*Data records*
☆ ☆ ☆ ☆

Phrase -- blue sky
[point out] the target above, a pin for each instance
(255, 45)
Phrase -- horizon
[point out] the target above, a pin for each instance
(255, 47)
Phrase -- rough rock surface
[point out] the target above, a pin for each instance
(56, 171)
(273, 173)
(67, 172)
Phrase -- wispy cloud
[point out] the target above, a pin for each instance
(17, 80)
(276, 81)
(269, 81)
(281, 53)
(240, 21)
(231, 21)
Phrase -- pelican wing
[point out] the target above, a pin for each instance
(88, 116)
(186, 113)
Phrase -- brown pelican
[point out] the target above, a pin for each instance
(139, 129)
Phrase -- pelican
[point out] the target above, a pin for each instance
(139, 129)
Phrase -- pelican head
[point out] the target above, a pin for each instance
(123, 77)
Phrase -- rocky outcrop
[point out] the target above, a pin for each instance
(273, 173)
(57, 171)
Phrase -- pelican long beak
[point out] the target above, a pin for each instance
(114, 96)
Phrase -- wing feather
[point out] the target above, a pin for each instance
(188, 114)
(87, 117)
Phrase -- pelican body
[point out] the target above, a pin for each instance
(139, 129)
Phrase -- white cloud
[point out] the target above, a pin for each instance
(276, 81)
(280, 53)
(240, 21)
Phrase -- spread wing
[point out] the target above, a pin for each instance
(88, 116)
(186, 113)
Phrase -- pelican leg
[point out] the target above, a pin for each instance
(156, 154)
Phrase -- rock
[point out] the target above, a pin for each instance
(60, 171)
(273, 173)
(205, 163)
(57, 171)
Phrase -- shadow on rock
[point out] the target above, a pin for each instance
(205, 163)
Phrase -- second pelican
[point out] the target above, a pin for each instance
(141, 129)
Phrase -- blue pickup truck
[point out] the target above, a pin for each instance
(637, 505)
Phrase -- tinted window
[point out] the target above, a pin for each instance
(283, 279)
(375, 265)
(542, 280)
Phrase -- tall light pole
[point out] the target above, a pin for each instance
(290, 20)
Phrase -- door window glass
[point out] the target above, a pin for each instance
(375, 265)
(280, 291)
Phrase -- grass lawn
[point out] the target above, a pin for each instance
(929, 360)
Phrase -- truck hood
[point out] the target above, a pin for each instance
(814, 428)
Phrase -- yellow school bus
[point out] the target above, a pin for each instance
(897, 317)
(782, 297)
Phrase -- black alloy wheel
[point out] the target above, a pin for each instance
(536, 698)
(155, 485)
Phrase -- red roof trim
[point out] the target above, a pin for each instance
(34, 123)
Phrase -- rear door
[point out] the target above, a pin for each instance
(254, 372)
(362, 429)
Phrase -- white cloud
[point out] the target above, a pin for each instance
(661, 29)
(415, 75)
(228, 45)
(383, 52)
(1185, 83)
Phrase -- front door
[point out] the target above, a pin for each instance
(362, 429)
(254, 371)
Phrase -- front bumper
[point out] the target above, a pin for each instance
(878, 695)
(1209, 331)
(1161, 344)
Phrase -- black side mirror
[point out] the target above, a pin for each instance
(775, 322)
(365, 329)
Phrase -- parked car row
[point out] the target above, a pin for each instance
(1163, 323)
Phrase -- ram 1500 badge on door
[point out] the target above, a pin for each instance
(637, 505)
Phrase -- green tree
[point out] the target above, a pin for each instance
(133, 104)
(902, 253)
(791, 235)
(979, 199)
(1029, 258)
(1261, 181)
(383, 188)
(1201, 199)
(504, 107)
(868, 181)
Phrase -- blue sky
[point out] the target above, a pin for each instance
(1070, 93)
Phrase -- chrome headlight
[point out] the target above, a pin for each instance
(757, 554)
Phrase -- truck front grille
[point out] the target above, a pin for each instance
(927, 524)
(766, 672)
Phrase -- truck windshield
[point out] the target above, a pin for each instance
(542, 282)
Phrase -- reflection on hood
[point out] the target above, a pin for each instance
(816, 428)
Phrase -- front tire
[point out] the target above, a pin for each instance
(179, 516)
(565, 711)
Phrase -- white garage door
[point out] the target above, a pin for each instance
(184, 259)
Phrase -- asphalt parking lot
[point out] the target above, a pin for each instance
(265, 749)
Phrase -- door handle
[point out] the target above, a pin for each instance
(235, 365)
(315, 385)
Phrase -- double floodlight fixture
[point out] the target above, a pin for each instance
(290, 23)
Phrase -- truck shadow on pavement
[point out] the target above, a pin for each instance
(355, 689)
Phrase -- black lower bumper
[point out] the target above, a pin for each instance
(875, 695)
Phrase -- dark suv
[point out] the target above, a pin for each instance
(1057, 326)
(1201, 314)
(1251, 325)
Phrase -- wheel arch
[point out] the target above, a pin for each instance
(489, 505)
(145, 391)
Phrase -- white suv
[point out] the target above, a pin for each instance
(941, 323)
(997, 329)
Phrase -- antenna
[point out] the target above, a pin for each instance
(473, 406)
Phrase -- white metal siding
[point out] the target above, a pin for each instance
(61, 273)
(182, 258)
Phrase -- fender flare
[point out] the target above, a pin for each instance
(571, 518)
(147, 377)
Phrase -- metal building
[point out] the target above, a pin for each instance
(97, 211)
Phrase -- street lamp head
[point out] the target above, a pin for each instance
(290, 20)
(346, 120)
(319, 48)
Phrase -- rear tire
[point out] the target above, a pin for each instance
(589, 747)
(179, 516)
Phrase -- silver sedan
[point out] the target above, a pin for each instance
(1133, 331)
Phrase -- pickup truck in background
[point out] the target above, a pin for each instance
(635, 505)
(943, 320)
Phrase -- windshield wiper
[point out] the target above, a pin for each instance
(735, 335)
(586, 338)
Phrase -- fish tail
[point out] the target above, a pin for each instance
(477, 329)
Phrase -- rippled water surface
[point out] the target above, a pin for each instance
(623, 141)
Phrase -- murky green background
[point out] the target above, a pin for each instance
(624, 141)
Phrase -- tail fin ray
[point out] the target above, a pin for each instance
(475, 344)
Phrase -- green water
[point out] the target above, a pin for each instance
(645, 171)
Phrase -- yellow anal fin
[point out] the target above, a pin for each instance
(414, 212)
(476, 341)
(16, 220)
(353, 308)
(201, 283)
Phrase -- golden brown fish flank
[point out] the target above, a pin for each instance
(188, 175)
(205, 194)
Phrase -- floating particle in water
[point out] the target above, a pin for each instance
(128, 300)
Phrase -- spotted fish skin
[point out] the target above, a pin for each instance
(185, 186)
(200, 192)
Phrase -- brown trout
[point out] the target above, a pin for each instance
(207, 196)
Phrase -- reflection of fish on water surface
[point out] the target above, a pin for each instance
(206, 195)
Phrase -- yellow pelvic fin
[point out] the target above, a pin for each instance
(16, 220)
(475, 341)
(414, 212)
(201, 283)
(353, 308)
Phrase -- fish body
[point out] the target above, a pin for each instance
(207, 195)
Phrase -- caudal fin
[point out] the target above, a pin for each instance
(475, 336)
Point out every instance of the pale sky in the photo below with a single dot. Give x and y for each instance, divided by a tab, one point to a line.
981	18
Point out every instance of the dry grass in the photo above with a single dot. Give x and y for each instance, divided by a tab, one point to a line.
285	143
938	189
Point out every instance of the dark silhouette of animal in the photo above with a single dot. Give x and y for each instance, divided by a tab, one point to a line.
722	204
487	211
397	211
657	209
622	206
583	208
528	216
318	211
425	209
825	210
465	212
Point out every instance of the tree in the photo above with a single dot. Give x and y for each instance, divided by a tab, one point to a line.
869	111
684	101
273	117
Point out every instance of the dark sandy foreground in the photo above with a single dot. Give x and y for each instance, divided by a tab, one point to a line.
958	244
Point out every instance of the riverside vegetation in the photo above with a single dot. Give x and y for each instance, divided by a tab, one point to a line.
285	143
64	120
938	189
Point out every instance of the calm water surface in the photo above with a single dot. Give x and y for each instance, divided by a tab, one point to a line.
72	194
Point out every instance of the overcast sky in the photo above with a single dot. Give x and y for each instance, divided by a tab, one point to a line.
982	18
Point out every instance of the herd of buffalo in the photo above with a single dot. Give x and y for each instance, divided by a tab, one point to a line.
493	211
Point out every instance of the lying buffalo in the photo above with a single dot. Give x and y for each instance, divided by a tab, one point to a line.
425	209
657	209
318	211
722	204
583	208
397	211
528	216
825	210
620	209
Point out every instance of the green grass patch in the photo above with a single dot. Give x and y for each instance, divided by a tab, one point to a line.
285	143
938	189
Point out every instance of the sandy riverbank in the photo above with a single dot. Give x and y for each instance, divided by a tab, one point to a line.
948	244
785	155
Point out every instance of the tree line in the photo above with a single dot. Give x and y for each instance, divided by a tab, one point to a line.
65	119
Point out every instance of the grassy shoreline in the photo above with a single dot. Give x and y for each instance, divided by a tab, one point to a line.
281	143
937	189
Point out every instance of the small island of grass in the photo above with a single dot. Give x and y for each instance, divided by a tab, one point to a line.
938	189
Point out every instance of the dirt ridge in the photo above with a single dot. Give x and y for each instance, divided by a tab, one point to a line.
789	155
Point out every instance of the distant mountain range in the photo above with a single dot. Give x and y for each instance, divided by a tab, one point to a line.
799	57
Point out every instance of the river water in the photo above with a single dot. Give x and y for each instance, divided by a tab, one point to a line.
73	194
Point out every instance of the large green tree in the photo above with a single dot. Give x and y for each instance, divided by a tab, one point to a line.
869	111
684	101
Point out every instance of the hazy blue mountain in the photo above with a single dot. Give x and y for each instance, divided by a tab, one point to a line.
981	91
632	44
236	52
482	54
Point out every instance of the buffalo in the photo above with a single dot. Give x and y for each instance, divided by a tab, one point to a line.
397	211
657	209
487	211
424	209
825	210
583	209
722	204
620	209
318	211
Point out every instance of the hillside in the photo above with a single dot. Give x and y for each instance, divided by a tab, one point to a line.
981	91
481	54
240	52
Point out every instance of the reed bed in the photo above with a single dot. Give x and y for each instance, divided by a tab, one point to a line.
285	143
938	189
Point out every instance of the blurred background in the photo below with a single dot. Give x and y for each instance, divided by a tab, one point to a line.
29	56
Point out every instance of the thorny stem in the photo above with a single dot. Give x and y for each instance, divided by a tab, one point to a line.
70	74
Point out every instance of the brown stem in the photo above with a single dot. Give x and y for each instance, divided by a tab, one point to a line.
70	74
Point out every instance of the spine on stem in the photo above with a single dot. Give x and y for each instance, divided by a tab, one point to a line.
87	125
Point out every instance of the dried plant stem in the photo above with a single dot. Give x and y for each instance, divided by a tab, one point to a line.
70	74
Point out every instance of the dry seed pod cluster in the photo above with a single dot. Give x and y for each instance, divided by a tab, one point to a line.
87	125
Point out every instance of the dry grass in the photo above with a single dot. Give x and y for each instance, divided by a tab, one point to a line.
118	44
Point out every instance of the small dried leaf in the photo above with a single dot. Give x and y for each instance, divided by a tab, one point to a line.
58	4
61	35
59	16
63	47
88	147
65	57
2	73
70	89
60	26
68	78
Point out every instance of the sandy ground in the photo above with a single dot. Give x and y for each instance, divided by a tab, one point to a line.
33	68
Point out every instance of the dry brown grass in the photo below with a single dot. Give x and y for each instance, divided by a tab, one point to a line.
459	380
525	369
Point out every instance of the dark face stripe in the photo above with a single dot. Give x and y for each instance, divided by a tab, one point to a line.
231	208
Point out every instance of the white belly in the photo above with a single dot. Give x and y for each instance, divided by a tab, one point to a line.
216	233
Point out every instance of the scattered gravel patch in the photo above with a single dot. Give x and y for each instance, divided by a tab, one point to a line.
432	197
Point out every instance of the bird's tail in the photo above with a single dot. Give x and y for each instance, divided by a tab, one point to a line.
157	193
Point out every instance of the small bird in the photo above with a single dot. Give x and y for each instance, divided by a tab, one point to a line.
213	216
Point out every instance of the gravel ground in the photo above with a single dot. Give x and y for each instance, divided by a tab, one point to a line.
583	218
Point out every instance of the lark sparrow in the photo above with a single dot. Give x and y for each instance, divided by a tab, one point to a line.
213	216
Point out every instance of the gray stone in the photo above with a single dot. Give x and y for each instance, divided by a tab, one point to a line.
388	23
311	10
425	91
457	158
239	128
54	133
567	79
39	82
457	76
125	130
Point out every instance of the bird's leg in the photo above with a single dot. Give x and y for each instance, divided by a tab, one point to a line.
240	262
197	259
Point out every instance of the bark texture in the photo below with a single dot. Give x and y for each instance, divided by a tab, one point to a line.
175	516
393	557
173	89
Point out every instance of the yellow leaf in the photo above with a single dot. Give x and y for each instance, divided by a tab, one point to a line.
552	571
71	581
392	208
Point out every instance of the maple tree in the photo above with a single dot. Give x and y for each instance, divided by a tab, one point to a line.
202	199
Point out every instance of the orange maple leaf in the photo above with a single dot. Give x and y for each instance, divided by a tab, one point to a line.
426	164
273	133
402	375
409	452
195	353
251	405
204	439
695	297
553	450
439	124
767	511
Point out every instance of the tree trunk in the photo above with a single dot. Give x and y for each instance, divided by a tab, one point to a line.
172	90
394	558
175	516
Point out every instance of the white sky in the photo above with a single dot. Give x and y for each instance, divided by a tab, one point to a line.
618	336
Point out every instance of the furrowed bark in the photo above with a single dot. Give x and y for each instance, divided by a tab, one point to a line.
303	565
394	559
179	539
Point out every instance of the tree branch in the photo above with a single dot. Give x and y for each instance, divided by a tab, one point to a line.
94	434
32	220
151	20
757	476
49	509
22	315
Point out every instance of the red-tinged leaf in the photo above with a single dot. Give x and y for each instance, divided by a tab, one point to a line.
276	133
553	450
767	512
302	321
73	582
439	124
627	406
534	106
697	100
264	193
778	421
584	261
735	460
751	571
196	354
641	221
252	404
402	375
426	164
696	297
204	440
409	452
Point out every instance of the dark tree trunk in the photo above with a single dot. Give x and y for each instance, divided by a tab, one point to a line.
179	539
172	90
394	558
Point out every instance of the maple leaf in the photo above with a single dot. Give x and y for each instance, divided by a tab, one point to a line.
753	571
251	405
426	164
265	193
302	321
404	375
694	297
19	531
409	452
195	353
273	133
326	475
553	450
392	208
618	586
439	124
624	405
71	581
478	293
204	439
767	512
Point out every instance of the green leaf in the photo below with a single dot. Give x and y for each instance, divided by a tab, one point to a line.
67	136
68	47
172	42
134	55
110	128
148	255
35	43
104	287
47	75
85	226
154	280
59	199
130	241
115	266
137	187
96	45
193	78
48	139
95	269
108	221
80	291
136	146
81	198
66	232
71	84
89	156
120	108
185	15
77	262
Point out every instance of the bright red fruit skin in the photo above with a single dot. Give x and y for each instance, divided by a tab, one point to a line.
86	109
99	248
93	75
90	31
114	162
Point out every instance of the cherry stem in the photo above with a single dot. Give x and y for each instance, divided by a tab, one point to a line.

☆ ☆ ☆ ☆

*TO DO*
Beginning at the line with "Phrase -- white metal siding" and ending at the line with "Phrase -- rear tire", reproduce each line of the data above exactly, and add no other lines.

*SOLUTION BELOW*
Phrase -- white metal siding
[point out] the target above, a pin for each instance
(61, 273)
(182, 258)
Phrase -- fender flare
[point out] the target above, a pin for each instance
(571, 518)
(147, 377)
Phrase -- metal building
[point out] the target above, a pin for each instance
(97, 211)
Phrase -- street lamp head
[point out] the target above, a pin for each instance
(290, 20)
(346, 120)
(319, 48)
Phrase -- rear tire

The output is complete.